_Activity_.
Check each line of the data for "surface", and copy the ones that have it.

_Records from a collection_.

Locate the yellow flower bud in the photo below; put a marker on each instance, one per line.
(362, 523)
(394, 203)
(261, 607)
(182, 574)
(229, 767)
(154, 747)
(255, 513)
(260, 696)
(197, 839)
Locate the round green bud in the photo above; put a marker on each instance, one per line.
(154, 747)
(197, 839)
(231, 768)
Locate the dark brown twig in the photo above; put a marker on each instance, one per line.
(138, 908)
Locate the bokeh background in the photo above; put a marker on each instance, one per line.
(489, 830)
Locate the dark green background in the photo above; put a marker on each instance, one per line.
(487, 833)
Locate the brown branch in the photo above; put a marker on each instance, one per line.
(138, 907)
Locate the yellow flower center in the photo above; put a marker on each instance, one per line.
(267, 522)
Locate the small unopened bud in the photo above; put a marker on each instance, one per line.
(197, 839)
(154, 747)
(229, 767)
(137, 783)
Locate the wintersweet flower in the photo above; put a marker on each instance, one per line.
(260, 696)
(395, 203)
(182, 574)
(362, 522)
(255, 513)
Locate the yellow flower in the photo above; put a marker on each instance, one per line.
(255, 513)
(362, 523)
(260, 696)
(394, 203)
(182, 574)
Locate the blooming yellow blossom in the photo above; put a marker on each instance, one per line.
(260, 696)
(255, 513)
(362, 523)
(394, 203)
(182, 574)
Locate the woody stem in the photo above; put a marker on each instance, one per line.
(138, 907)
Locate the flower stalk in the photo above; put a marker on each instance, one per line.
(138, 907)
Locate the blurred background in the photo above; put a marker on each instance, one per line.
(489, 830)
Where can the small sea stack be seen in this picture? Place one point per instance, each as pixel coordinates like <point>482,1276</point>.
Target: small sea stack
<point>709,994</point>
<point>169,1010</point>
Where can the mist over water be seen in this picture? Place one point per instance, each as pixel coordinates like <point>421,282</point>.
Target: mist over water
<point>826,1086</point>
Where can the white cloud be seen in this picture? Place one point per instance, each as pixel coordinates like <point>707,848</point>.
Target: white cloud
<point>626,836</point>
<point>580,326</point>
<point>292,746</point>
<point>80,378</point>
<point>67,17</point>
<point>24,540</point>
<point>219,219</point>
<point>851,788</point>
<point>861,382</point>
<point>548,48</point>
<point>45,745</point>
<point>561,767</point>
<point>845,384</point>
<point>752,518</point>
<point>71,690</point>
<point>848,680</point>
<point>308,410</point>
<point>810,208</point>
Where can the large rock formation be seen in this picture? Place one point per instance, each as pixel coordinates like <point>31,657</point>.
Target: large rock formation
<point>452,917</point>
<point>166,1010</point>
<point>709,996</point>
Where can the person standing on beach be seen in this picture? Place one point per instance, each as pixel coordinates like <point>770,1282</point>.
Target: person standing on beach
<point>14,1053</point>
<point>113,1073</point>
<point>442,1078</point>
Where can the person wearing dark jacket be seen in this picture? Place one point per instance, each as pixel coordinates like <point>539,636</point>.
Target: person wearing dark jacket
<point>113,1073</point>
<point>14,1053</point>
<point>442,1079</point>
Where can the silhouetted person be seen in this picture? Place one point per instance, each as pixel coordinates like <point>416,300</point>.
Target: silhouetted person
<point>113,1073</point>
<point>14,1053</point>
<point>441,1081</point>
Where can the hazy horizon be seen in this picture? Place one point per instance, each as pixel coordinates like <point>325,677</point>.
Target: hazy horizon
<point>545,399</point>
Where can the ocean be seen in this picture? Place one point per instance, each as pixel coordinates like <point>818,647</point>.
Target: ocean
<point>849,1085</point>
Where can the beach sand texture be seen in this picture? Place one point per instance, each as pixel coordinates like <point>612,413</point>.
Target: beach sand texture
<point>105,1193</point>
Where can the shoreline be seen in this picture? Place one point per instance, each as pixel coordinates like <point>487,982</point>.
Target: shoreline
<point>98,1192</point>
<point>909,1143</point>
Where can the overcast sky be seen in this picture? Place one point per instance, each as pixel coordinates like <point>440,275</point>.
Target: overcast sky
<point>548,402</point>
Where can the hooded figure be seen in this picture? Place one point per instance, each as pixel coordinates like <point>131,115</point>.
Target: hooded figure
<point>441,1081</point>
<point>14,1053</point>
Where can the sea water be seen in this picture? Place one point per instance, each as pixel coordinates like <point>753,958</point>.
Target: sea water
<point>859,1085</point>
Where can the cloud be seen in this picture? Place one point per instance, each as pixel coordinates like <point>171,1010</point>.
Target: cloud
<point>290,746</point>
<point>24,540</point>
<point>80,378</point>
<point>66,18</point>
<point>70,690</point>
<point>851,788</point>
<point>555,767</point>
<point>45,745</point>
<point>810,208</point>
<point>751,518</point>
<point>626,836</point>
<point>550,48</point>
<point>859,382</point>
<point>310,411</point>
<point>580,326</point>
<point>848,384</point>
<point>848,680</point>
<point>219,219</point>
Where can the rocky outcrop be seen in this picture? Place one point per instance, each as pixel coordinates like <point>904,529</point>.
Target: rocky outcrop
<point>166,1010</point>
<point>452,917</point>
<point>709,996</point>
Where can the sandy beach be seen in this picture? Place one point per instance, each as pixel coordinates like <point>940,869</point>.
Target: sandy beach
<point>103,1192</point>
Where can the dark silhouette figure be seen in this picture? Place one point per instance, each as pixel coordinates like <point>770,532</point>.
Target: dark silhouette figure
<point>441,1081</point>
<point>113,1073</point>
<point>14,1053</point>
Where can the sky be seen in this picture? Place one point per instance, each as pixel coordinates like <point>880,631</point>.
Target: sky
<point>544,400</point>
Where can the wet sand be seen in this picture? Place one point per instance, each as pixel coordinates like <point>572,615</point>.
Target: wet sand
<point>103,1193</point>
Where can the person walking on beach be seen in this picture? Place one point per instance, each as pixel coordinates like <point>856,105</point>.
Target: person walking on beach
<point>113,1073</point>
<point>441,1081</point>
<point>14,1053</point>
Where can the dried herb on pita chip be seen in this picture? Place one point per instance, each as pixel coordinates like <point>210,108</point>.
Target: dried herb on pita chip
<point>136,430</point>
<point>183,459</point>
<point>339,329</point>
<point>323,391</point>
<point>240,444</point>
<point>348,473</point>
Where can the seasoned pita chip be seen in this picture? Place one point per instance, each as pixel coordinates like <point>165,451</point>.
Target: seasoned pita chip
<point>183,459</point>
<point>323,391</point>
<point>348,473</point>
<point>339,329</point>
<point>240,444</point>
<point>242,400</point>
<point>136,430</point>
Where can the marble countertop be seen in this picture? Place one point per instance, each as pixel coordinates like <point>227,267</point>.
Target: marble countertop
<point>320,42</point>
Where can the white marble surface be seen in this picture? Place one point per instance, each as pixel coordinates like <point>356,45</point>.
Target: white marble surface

_Solution to this task_.
Where can the white marble surface be seen in this picture? Place one point per instance, each as pixel coordinates like <point>356,45</point>.
Target: white marble surface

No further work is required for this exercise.